Recorded data below:
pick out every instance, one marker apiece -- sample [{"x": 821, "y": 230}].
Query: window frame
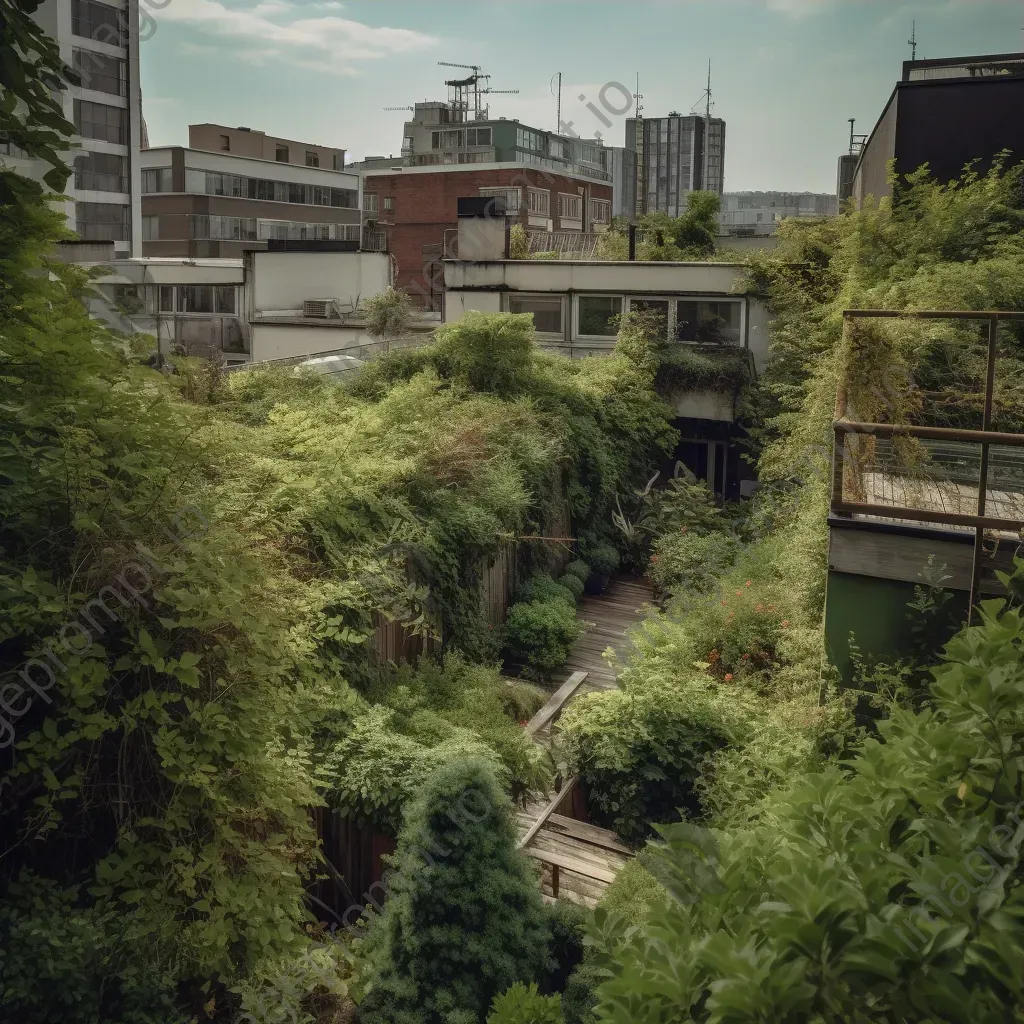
[
  {"x": 577, "y": 309},
  {"x": 560, "y": 297}
]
End of Recorded data.
Goal of the exercise:
Please return the records as they stand, word for word, with no pictures.

Problem solution:
pick out every instance, one marker apiece -- sample [{"x": 821, "y": 230}].
Query: window frame
[
  {"x": 577, "y": 309},
  {"x": 560, "y": 297}
]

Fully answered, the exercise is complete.